# Document extract
= = = =

[proofplan]
We argue by contradiction from the negation of [uniform continuity](/pages/1240). This negation gives two [sequences](/pages/1149) in $[a,b]$ whose mutual distance tends to $0$ while their function values remain separated by a fixed positive amount. Compactness of the closed interval, through the [Bolzano-Weierstrass Theorem](/theorems/171), gives a convergent subsequence of one sequence, and the distance estimate forces the paired subsequence to have the same limit. [Continuity](/pages/1199) of $f$ at that common limit then contradicts the fixed separation of the function values.
[/proofplan]
[step:Negate uniform continuity to construct close points with separated images]
Assume, for contradiction, that $f$ is not uniformly continuous on $[a,b]$. By the negation of [uniform continuity](/page/Uniform%20Continuity), there exists $\epsilon_0 > 0$ such that for every $\delta > 0$, there exist $x,y \in [a,b]$ satisfying
\begin{align*}
|x-y| < \delta
\quad \text{and} \quad
|f(x)-f(y)| \geq \epsilon_0.
\end{align*}
For each $n \in \mathbb{N}$, apply this statement with $\delta = 1/n$. This defines sequences
\begin{align*}
x_\bullet: \mathbb{N} &\to [a,b],
&
n &\mapsto x_n,
\\
y_\bullet: \mathbb{N} &\to [a,b],
&
n &\mapsto y_n,
\end{align*}
such that for every $n \in \mathbb{N}$,
\begin{align*}
|x_n-y_n| < \frac{1}{n}
\quad \text{and} \quad
|f(x_n)-f(y_n)| \geq \epsilon_0.
\end{align*}
[guided]
We prove this step by spelling out the logical negation of uniform continuity. Uniform continuity of $f$ on $[a,b]$ means that for every $\epsilon > 0$ there exists $\delta > 0$ such that whenever $x,y \in [a,b]$ and $|x-y| < \delta$, one has $|f(x)-f(y)| < \epsilon$. Therefore, if $f$ is not uniformly continuous, there is one positive tolerance $\epsilon_0 > 0$ that cannot be achieved uniformly: for every $\delta > 0$, there exist $x,y \in [a,b]$ with
\begin{align*}
|x-y| < \delta
\quad \text{and} \quad
|f(x)-f(y)| \geq \epsilon_0.

= = = =

# Material
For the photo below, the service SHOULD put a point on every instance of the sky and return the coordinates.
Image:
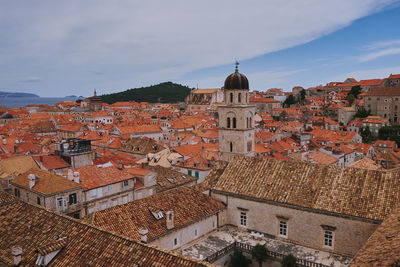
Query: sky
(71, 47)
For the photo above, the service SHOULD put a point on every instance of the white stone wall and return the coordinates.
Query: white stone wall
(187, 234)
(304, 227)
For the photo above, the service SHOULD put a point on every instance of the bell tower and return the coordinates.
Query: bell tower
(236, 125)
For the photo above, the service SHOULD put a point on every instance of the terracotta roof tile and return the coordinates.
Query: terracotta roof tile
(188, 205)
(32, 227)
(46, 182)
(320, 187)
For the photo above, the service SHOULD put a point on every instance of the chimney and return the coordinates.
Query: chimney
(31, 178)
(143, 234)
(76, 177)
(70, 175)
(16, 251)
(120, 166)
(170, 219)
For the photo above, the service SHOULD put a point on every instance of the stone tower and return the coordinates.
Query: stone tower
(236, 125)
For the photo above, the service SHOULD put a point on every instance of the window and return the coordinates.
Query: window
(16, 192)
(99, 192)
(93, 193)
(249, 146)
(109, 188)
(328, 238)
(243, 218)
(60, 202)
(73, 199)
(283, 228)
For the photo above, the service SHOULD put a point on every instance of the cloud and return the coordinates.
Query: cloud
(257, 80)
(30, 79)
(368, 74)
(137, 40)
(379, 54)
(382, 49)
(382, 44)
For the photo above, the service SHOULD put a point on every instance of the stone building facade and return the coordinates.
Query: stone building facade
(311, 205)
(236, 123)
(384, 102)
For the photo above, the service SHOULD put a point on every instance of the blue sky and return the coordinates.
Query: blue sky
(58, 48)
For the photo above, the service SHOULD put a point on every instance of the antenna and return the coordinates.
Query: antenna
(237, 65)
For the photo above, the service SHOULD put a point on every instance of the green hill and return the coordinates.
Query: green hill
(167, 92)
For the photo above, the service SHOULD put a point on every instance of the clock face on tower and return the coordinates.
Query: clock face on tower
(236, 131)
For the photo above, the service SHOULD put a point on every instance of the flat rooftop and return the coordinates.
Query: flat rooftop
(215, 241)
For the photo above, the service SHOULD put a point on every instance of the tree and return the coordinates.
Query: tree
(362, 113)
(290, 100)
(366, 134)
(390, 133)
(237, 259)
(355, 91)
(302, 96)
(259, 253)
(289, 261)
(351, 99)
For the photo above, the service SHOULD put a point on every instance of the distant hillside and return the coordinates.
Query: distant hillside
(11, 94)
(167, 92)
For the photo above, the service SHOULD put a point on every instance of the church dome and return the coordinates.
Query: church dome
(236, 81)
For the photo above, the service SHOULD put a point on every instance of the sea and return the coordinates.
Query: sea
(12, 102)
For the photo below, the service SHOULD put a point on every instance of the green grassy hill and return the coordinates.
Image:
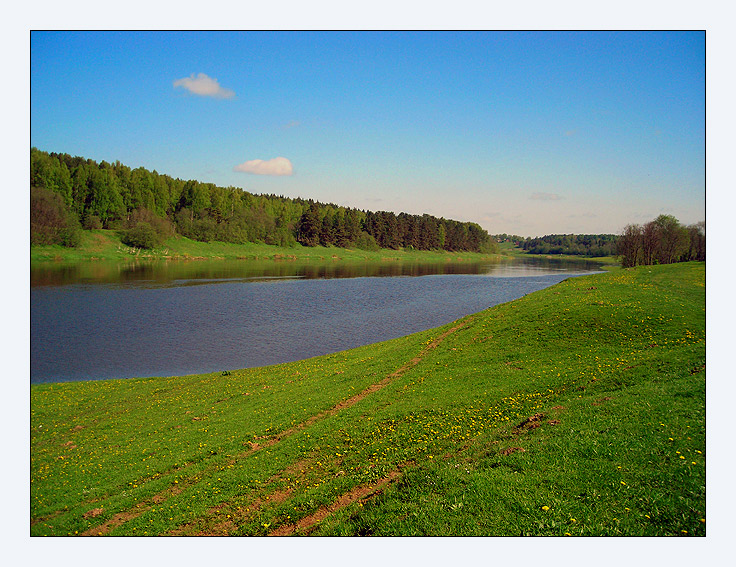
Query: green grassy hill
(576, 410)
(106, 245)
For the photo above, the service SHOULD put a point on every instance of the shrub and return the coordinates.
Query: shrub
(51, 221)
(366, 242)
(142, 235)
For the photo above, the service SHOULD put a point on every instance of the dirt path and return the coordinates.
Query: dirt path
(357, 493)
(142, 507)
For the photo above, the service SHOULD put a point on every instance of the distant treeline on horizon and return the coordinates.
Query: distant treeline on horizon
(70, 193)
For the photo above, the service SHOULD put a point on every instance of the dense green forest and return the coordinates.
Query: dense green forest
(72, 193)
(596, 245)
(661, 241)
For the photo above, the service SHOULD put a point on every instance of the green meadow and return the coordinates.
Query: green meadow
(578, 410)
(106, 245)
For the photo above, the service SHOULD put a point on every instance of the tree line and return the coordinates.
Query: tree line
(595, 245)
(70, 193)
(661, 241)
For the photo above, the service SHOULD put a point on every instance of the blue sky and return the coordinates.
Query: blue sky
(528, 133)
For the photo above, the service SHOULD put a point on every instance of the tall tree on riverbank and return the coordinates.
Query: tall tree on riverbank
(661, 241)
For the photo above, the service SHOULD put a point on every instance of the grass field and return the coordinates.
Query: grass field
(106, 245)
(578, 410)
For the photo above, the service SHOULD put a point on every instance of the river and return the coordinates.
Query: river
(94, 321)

= = = =

# Aim
Reproduce the portion of the uniform continuity proof that starts at the words "[proofplan]" and stops after "the function values.".

# Response below
[proofplan]
We argue by contradiction from the negation of [uniform continuity](/pages/1240). This negation gives two [sequences](/pages/1149) in $[a,b]$ whose mutual distance tends to $0$ while their function values remain separated by a fixed positive amount. Compactness of the closed interval, through the [Bolzano-Weierstrass Theorem](/theorems/171), gives a convergent subsequence of one sequence, and the distance estimate forces the paired subsequence to have the same limit. [Continuity](/pages/1199) of $f$ at that common limit then contradicts the fixed separation of the function values.